TRECHO DO TEXTO

Entre espelhos, planos, fotos antigas, contra-planos, a chuvosa poesia do gato preto, focos e imagens embaçadas, “O Amante Duplo” é um mergulho de tempo pausado em uma climática psique de humores. As dores, medos e frustrações somatizadas pelo estômago são existentes e tratadas na terapia e “seguras” em uma exposição em um museu. Os dias passam e sentimentos impedem a continuar a terapia, porque o terapeuta vira o “remédio” (com seus incomuns “métodos” mais embrutecidos, mais radicais, menos educados), o vício de não mais querer uma “só vez por semana”. Mudanças acontecem, vizinhos gentis continuam a fofocar e uma silenciosa aura de mistério é instaurada em um desenvolvimento direto, simples e de saudosismo modernista.

PERGUNTAS
a) Liste todos os itens enumerados após a palavra "Entre" na primeira frase do trecho sobre o filme, até a vírgula que antecede o título.
b) Traduza para o inglês esta frase do trecho sobre o filme: "Mudanças acontecem, vizinhos gentis continuam a fofocar e uma silenciosa aura de mistério é instaurada em um desenvolvimento direto, simples e de saudosismo modernista."
c) Escreva a continuação do trecho sobre o filme "O Amante Duplo", começando logo após a última frase.
Os registros provêm de outra fonte.

INFORMAÇÕES EXTRAÍDAS
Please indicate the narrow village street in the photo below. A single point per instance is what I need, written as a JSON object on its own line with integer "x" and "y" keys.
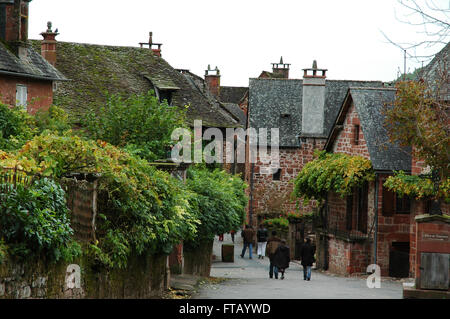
{"x": 249, "y": 279}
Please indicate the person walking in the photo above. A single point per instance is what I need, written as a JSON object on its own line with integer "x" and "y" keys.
{"x": 271, "y": 247}
{"x": 307, "y": 258}
{"x": 261, "y": 235}
{"x": 282, "y": 258}
{"x": 248, "y": 233}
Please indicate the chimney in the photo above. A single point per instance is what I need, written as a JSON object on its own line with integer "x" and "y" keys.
{"x": 212, "y": 78}
{"x": 281, "y": 69}
{"x": 48, "y": 45}
{"x": 155, "y": 47}
{"x": 14, "y": 20}
{"x": 313, "y": 101}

RESPOSTAS DADAS
a) espelhos; planos; fotos antigas; contra-planos; a chuvosa poesia do gato preto; focos; imagens embaçadas

b) Changes happen, kind neighbors keep on gossiping, and a silent aura of mystery is established through a direct, simple development with a modernist nostalgia.

c)
“O Amante Duplo” quer propositalmente o desconforto superficial, como se fosse um sonho acordado, uma epifania sonâmbula em planejamentos mentais. É também a essência do humano. Um ser primitivo, egoísta, sem “coração”, exclusivamente individualista e oportunista por natureza, que alimenta obsessões, confusões, contradições, naturalidades mascaradas ao andar e as multiplicidades camufladas de um Narciso sozinho em uma cósmica e solitária água à moda musical do grupo islandês Sigur Róse um que iinferência ao filme “Elle”, de Paul Verhoeven, conjugado a um “A Pele Que Habito”, de Pedro Almodóvar.
Neste ponto, a moralidade torna-se uma expansão de si mesmo, aprendendo a conviver e a aceitar a verdade particular em uma androgenia visual. A sentir o outro lado: o fantasma do estupro, os sonhos reais, a sensualidade. Sim, há também um que de “A Bela da Tarde”, de Luis Buñuel, que o próprio Ozon recriou em “Jovem e Bela”. De um lado o sexo animalesco de criaturas cromossomos, do outro romântico. Por que segmentar se você pode unir os “gêmeos canibais”? Por que não integrar diferenças e esquecer os rótulos pré-estabelecidos? Duplas personalidades? Loucura? Histeria? Não há respostas. Tudo é deixado ao espectador. E que bom que é assim.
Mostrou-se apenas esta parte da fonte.